[start]
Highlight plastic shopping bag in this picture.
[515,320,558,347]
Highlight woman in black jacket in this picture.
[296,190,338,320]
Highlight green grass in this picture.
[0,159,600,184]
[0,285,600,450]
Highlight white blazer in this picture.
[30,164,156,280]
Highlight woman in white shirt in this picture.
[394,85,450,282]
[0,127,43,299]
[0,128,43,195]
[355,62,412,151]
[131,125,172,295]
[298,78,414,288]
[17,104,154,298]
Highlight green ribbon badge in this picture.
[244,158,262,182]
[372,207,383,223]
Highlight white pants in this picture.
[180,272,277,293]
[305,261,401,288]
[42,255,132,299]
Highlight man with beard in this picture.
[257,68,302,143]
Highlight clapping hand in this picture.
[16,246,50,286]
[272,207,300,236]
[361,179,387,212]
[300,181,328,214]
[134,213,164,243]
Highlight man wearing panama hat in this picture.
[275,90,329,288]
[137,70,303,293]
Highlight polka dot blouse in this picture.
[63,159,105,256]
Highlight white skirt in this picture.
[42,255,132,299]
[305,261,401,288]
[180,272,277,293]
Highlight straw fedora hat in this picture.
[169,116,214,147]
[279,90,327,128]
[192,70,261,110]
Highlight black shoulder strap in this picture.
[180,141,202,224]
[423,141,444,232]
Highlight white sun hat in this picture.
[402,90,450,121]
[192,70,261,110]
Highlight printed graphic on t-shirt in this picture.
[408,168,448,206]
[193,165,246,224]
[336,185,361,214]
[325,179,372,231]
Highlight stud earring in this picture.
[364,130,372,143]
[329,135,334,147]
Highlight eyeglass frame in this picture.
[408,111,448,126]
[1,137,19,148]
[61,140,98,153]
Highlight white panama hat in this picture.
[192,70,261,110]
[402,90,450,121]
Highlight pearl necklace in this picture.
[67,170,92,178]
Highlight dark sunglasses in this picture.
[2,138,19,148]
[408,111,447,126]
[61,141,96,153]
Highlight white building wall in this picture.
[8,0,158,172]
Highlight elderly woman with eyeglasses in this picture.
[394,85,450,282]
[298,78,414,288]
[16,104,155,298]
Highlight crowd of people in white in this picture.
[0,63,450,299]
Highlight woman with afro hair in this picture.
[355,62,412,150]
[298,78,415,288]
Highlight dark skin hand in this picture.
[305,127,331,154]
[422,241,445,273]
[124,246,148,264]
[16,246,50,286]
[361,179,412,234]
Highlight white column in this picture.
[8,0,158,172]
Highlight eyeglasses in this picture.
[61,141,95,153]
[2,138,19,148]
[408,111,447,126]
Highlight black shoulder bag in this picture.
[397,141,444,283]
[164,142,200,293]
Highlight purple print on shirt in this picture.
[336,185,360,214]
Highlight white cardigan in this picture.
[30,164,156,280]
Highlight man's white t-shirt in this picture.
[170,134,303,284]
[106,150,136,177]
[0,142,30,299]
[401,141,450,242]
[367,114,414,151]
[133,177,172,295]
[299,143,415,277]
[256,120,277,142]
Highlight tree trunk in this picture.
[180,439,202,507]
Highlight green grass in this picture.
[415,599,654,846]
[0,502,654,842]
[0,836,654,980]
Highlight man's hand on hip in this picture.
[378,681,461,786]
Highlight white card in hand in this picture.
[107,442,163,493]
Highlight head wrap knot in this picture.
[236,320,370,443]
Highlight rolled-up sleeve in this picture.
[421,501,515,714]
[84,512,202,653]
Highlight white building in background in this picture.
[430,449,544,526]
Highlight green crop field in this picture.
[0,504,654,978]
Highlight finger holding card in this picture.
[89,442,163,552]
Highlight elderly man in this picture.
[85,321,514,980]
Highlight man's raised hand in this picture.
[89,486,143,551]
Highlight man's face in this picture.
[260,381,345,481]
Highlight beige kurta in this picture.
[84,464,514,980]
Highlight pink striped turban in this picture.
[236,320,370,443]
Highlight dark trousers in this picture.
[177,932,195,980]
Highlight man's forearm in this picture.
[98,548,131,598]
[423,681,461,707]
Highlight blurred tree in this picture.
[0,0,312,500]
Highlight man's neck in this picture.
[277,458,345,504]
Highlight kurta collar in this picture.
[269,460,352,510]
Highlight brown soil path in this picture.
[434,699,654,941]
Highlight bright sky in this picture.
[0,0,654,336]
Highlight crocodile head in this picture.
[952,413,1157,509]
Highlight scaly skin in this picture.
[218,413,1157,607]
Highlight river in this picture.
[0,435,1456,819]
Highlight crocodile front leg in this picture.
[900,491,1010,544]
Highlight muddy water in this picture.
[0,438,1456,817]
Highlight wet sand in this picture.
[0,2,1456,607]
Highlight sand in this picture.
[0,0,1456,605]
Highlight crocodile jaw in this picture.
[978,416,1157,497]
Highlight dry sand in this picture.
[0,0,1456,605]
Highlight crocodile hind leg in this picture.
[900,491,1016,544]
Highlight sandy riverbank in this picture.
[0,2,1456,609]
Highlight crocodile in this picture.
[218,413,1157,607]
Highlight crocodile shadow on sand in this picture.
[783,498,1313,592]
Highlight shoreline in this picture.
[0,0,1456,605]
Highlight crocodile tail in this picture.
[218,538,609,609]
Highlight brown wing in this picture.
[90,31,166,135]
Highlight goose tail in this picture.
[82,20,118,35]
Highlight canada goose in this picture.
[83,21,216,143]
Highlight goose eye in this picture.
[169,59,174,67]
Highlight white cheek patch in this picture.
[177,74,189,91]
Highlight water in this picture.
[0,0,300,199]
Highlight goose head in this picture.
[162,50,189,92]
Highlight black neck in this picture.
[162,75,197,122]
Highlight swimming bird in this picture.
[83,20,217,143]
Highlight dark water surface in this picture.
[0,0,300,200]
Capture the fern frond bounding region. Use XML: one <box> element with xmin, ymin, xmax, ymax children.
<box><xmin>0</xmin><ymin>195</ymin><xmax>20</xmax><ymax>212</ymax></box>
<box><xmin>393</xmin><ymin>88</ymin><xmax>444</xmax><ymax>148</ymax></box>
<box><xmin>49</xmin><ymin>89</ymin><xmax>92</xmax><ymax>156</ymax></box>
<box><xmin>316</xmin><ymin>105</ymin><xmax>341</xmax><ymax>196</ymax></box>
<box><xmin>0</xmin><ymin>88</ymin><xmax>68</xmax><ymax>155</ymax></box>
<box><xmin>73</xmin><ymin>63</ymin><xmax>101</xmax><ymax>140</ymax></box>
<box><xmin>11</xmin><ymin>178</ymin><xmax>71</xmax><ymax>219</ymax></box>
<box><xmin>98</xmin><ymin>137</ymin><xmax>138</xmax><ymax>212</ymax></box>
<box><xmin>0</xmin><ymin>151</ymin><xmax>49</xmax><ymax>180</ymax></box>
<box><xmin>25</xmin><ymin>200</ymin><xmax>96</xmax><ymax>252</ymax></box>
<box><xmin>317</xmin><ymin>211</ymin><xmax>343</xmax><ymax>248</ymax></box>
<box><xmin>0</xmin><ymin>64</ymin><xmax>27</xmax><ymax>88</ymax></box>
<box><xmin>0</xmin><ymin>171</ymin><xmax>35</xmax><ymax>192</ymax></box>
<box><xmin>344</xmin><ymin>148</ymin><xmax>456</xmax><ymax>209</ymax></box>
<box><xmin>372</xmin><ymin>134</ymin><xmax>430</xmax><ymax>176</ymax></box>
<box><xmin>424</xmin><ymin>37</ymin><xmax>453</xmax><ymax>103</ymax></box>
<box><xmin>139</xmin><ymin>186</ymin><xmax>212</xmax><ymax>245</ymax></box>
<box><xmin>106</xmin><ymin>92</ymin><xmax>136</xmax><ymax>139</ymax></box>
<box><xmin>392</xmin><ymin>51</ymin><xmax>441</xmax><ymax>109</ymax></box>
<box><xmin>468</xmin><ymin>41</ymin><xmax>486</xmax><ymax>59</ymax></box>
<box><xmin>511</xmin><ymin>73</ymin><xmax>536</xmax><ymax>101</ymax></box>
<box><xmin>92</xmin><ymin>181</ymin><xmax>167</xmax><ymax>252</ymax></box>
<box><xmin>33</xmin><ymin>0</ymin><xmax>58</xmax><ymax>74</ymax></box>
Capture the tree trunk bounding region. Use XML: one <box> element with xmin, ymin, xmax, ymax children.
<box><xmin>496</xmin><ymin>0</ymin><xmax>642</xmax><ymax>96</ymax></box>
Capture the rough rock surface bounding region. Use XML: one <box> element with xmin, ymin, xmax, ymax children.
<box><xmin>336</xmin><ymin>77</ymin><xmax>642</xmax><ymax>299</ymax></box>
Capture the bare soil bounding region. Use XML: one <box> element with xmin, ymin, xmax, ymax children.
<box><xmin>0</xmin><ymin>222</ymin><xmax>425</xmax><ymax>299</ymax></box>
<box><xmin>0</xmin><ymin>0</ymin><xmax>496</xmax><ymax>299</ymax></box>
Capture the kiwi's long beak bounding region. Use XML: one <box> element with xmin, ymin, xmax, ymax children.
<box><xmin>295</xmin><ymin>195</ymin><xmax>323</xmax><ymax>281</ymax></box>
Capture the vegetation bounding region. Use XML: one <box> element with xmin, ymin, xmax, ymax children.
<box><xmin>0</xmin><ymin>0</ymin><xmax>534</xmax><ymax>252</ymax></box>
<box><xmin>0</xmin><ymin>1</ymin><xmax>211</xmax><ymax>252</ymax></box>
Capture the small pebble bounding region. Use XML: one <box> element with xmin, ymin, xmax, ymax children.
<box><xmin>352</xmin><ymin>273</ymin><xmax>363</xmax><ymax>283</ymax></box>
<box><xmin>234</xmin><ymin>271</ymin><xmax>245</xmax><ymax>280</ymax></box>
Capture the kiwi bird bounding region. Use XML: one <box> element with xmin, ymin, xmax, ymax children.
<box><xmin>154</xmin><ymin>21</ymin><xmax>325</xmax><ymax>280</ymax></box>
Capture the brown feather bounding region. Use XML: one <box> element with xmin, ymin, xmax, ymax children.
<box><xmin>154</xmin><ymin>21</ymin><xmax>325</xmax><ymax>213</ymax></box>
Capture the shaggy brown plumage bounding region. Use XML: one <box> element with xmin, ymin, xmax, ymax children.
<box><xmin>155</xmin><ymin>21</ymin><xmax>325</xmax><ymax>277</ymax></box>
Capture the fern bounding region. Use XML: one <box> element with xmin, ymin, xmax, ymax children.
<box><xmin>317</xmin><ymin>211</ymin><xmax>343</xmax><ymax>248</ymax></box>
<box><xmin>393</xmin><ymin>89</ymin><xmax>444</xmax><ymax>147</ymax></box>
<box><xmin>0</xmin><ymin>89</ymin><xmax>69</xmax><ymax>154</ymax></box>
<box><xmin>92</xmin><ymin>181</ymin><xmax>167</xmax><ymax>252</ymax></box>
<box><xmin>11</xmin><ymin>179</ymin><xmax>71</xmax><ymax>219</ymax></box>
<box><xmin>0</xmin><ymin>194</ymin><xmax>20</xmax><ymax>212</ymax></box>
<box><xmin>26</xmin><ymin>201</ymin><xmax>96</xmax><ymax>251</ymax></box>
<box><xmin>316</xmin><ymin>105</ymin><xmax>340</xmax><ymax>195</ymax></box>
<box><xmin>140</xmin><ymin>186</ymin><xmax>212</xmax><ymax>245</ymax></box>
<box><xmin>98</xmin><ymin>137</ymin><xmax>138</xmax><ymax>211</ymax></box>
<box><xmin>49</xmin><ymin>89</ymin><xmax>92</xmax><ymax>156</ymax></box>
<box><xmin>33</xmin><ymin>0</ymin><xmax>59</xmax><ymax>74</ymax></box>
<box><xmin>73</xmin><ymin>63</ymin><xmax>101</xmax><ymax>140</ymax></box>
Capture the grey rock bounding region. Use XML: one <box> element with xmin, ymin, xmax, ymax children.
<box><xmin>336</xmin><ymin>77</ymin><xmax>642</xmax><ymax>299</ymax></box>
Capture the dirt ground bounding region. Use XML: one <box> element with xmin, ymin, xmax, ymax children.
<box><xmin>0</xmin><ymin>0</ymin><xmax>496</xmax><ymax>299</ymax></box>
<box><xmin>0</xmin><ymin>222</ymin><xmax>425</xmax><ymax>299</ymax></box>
[end]
▶ _Direction_: Copy the listing's lines exactly, from the line containing "Highlight crocodile front" through the line containing "[0,2,1456,609]", including both of those lines.

▶ _Response below_:
Highlight crocodile front leg in this picture.
[900,491,1010,544]
Highlight muddy water in this picture.
[0,438,1456,817]
Highlight wet sand in this picture.
[0,2,1456,607]
Highlight sand in this picture.
[0,0,1456,605]
Highlight crocodile jaw in this picture.
[978,416,1157,497]
Highlight dry sand in this picture.
[0,0,1456,605]
Highlight crocodile hind leg in this picture.
[900,491,1016,544]
Highlight sandy riverbank in this picture.
[0,2,1456,609]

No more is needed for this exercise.